Required action: Wherever a line of the records contains "above", copy that line.

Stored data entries

=-=-=

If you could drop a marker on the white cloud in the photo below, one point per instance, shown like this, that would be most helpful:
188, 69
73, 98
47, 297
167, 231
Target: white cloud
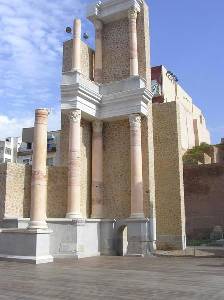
31, 37
12, 127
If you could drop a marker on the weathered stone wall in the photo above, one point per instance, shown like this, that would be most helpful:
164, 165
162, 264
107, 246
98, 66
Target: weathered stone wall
117, 169
18, 190
204, 199
15, 185
86, 58
116, 56
3, 168
143, 36
116, 65
169, 188
86, 158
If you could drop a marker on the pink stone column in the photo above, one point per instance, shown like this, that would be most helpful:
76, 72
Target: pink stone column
97, 170
74, 167
39, 181
99, 52
76, 57
133, 45
137, 210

=-=-=

Result of this exercise:
If you could drop a marker on the weathered stone wall in the photo above, one point per instance, shown like this, that would be most helpful:
If you could drop a marker on the pink stone column in the photo above, one point per instance, shown like this, that would be most helpful:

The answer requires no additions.